_Passage_:
[Start of Attachment]

Camp residents currently number 10 women, 10 children, 18 men and one baby. Most are from deeper in Mexico, but I was told Ecuador and Dominica also were represented. They prefer living here to one of the two large refugee shelters run by evangelicals.
At the private camp, the men can work, and alcohol use is not grounds for expulsion.
In the past, the camp has housed much larger groups, including around 1,000 Haitians at one point. They were there before the more permanent structures were built, so the Haitians lived in tents and under tarps.
A different shelter
From the refugee camp, we walked across a field to a different shelter through a covered area where cartel “hawks”—or watchers—stood monitoring and permitted our passage to the refugee camp.
This shelter is enclosed behind high cinderblock walls with formidable doors. Four different faces peered through the trapdoor peephole, noting the “gringita” and the familiar face of my guide before they decided to open the door to us.

[End of Attachment]

From the passage on the refugee camp, list each group of current camp residents together with its stated number. The items have nothing to do with the passage.

[Photo-based referring expression data]
[Start of Attachment]

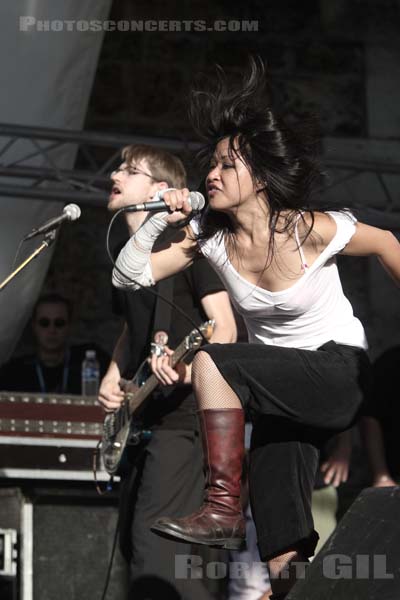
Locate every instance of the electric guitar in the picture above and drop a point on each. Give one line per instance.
(119, 427)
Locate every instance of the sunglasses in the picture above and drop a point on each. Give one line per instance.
(58, 323)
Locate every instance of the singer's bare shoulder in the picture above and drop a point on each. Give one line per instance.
(174, 255)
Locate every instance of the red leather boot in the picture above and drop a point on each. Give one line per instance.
(220, 521)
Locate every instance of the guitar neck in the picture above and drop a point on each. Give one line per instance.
(152, 382)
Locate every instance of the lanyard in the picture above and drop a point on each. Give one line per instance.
(40, 376)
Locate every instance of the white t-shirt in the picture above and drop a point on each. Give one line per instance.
(313, 311)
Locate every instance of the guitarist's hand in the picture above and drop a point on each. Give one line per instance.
(167, 375)
(110, 394)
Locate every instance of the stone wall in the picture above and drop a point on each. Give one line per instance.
(336, 58)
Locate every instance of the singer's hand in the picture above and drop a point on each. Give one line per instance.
(177, 200)
(110, 394)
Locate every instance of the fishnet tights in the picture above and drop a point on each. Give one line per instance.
(211, 389)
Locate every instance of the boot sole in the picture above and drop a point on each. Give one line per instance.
(228, 544)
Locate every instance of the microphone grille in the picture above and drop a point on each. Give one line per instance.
(197, 200)
(72, 211)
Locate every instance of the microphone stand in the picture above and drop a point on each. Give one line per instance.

[End of Attachment]

_Response area_:
- Women: 10
- Children: 10
- Men: 18
- Baby: one